After that accident, I thought for along time. I knew that if I wanted to succeed, then I must work harder to change my fate. Because I knew that heaven doesn't have free lunch and cake doesn't fall from the sky."

Quite a few have mentioned that they are the first in their families to finish high school. They still seem amazed that they have been able to enter graduate school, and in truth, in China, it is a rare accomplishment.

Plum wrote: "I was born in a peasant family in an out-of-the-way village...When my grandfather died of hunger, my father was only 18 years old. By then, my father had no opportunity for education. He only had a few years of elementary school. My mother didn't receive any education. Therefore, they pin all their hopes on me."

Bill wrote about a time in primary school: "The new term was not a happy thing for my family because it meant a considerable amount of tuition that was heavy burden on my parents. One day just before the time the tuition had to be given, my mother told me that I couldn't go to school because my family couldn't afford the money to support my study in school. Hearing the bad news, I felt very sad and began to hate my mother. In the following days, I didn't talk with my mother. At the same time I knew she was very painful and she asked my relatives for help. When she got enough money for the tuition, she asked me if I hated her. My tears couldn't help bursting out and she hugged me closely."

Writing topics in China traditionally feature topics such as the development of western China and economic reform. While I did every now and then throw in an "issue" that interests me such as capital punishment, early on I learned that correcting papers about their lives was much more fun than reading 28 papers supporting the government's economic policies. Also, it gave me a way to know my students. Ella, who is also a math teacher at the college as well as a graduate student wrote about her love for her three year old daughter, but added, "At the same time, I have no life of my own now. I do not have my name now. Everyone calls me Xiao Li's mother." Nicole reported her frustration with a boyfriend she eventually married: "At 12:00 AM I left some honey words in my boyfriend's phone call, wished him happy and safe, in the upcoming year. To my disappointed, he had no response! What a man lacking of romance!"

*TASKS AND EXERCISES*.
#1 Decide whether each statement agrees with the passage about Chinese students' essays, answering yes or no and quoting the exact words of the passage that settle it: (a) Plum's mother received no education. (b) Bill's mother got the tuition money from a bank. (c) Ella works as a math teacher at the college.
#2 Carry on the passage about Chinese students' essays, starting right after its final sentence.

Collected data entries:
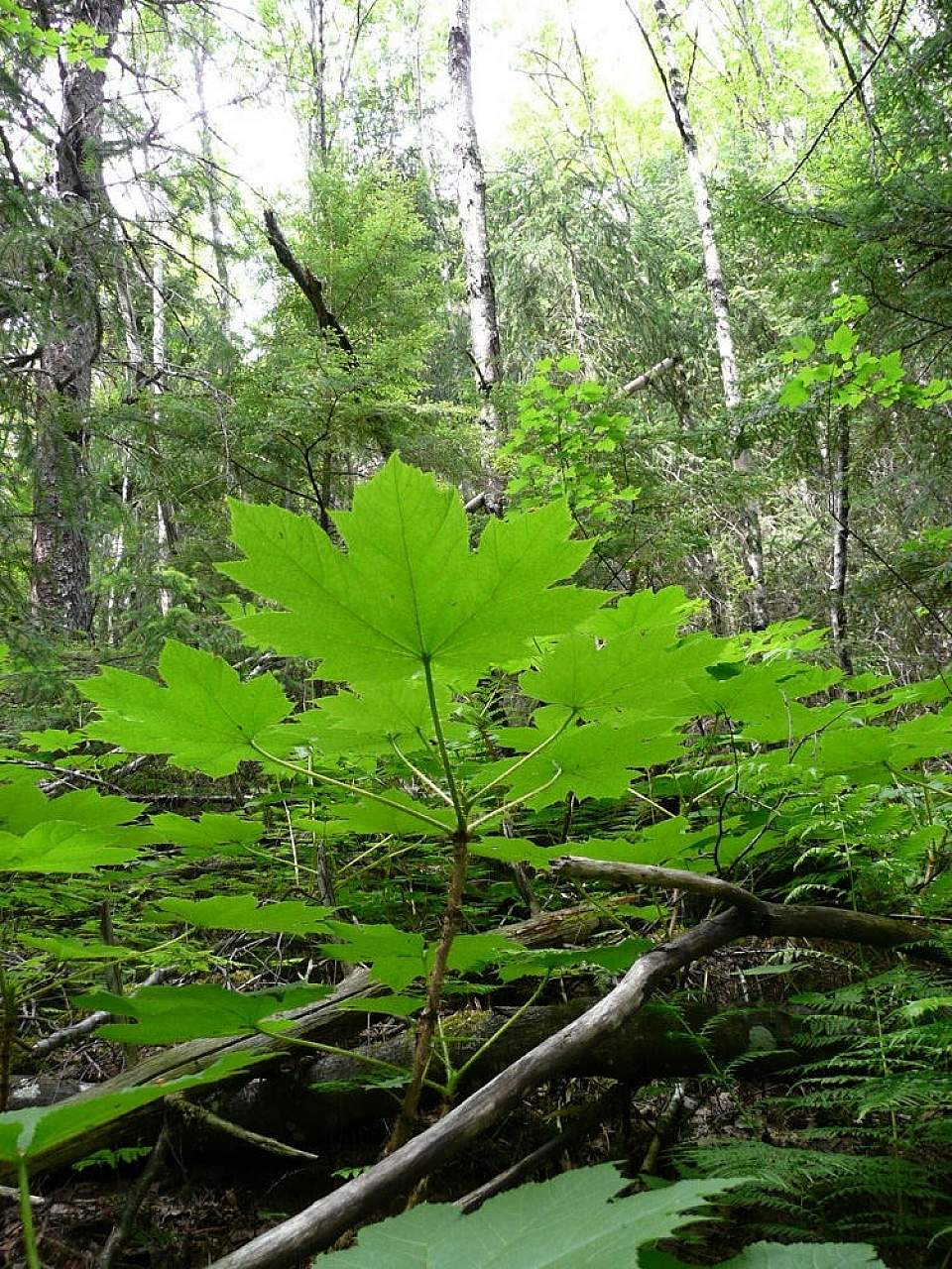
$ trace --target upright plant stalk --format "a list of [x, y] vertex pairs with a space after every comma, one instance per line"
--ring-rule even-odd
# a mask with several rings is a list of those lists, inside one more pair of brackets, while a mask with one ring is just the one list
[[486, 481], [484, 501], [486, 509], [493, 511], [499, 509], [501, 501], [501, 481], [494, 466], [499, 444], [499, 412], [493, 400], [493, 388], [500, 378], [499, 321], [486, 230], [486, 175], [472, 108], [470, 0], [456, 0], [456, 14], [449, 28], [449, 95], [454, 123], [453, 152], [466, 265], [470, 345], [476, 382], [482, 395], [480, 424], [482, 475]]
[[847, 577], [849, 574], [849, 419], [840, 411], [830, 438], [830, 511], [833, 514], [833, 551], [830, 560], [830, 633], [833, 648], [844, 674], [853, 673], [847, 613]]
[[439, 753], [439, 761], [443, 768], [443, 775], [447, 782], [447, 788], [449, 789], [453, 808], [456, 810], [457, 826], [452, 836], [453, 863], [449, 872], [447, 906], [443, 910], [443, 924], [439, 931], [439, 943], [437, 944], [437, 950], [433, 956], [433, 968], [430, 970], [429, 978], [426, 981], [426, 1004], [424, 1005], [420, 1015], [420, 1023], [416, 1028], [416, 1042], [414, 1044], [414, 1057], [410, 1066], [410, 1082], [406, 1086], [406, 1093], [404, 1094], [400, 1114], [393, 1124], [393, 1131], [391, 1132], [390, 1140], [385, 1146], [383, 1152], [386, 1155], [391, 1154], [393, 1150], [399, 1150], [410, 1140], [414, 1124], [416, 1123], [423, 1081], [426, 1077], [426, 1067], [429, 1066], [430, 1053], [433, 1052], [433, 1037], [437, 1030], [437, 1019], [439, 1016], [439, 1005], [443, 997], [443, 981], [449, 963], [449, 952], [453, 947], [456, 933], [459, 929], [463, 886], [466, 884], [466, 871], [470, 862], [470, 831], [466, 822], [467, 805], [459, 792], [453, 766], [449, 761], [449, 751], [447, 750], [446, 737], [443, 736], [443, 723], [439, 717], [437, 692], [433, 683], [433, 667], [429, 660], [424, 662], [424, 674], [426, 676], [426, 695], [429, 698], [430, 716], [433, 718], [433, 730], [437, 737], [437, 750]]
[[[65, 16], [104, 38], [108, 56], [123, 0], [76, 0]], [[105, 72], [84, 60], [60, 58], [62, 110], [56, 146], [56, 193], [63, 237], [50, 330], [39, 358], [33, 440], [30, 604], [37, 622], [67, 634], [93, 629], [91, 527], [86, 496], [93, 365], [102, 316], [96, 245], [103, 214], [103, 105]]]
[[37, 1231], [33, 1227], [33, 1204], [29, 1195], [29, 1174], [25, 1159], [17, 1160], [17, 1188], [20, 1195], [20, 1225], [23, 1227], [23, 1251], [27, 1269], [43, 1269], [37, 1247]]
[[[684, 162], [688, 169], [688, 180], [694, 195], [694, 214], [701, 232], [701, 247], [704, 261], [704, 278], [707, 279], [707, 293], [711, 298], [711, 312], [713, 315], [715, 338], [717, 341], [717, 358], [721, 365], [721, 385], [724, 392], [724, 405], [735, 433], [734, 470], [740, 476], [749, 478], [754, 475], [754, 456], [746, 445], [743, 434], [737, 429], [736, 414], [740, 406], [740, 373], [737, 371], [737, 355], [734, 346], [734, 332], [731, 329], [730, 301], [727, 287], [724, 282], [721, 268], [721, 255], [717, 249], [715, 235], [713, 213], [711, 211], [711, 195], [707, 188], [707, 176], [701, 154], [698, 151], [697, 135], [688, 109], [688, 94], [684, 79], [678, 62], [678, 53], [674, 47], [674, 34], [671, 32], [671, 19], [668, 13], [665, 0], [654, 0], [655, 14], [658, 16], [658, 34], [664, 57], [664, 70], [659, 65], [659, 71], [664, 75], [668, 100], [674, 114], [674, 121], [680, 133], [684, 148]], [[651, 48], [651, 43], [644, 24], [628, 5], [635, 15], [638, 28], [645, 41]], [[654, 49], [651, 49], [654, 56]], [[741, 508], [740, 533], [744, 551], [744, 572], [749, 585], [750, 624], [754, 629], [763, 629], [767, 626], [767, 604], [764, 598], [764, 552], [760, 534], [760, 513], [753, 499], [745, 499]]]
[[399, 1150], [409, 1140], [416, 1123], [416, 1113], [420, 1108], [420, 1093], [426, 1077], [430, 1053], [433, 1052], [433, 1037], [437, 1030], [437, 1018], [439, 1005], [443, 999], [443, 982], [449, 963], [449, 952], [453, 939], [459, 929], [462, 916], [463, 886], [466, 884], [466, 871], [470, 860], [470, 848], [465, 834], [453, 835], [453, 867], [449, 874], [449, 890], [447, 892], [447, 906], [443, 912], [443, 926], [439, 934], [439, 943], [433, 956], [433, 968], [426, 983], [426, 1004], [420, 1014], [420, 1023], [416, 1028], [416, 1042], [414, 1044], [414, 1057], [410, 1066], [410, 1082], [406, 1086], [400, 1114], [393, 1124], [393, 1131], [385, 1147], [385, 1155]]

*PER-TASK OUTPUTS*.
#1
(a) Yes: "My mother didn't receive any education."
(b) No: "she asked my relatives for help."
(c) Yes: "Ella, who is also a math teacher at the college as well as a graduate student"

#2
The textbook we use is not bad, but was designed for immigrants in the United States, so sometimes the content just doesn't make sense here. One chapter about consumer rights focused on how to write a letter of complaint. I had already learned that China offers fewer consumer rights than religious rights, so the idea of writing a letter to complain about that lemon of a refrigerator is hilarious. It seemed to me that writing a business letter was important, but I had to think of a different slant.

I decided to have them write to President Bush to tell him why selling even more sophisticated weapons to Taiwan was a bad idea. (This was before the spy plane incident so at least we didn't have to deal with that!) I pointed out that since Bush was president, they would have to be very polite, but that he is stupid, so they would also have to be quite clear in their reasoning. The students were very excited about this idea. It seems that in China writing to a political leader might be tantamount to seeking an invitation to a labor camp; none of them had ever done such a thing.

Before I mailed the letters off with a cover letter explaining that I was an American citizen working in China, we went through several drafts. After all, I didn't want my students' letters to elicit laughter in the White House mail room, especially when I agreed with so many of their comments. As one student wrote in his first draft: "Maybe we two countries have different cultures, different ideologies, and different systems, but we all hope for peace and hope to live happily. What we really want is understanding instead of confronting. If you keep what you are doing, the victims are not only the Chinese but the Americans. So I beg you think it carefully before you put selling weapons into practice. I think an intelligent and farsighted president must do a sensible thing that both countries can get benefit from."

I am naive enough to be surprised that we received no White House response.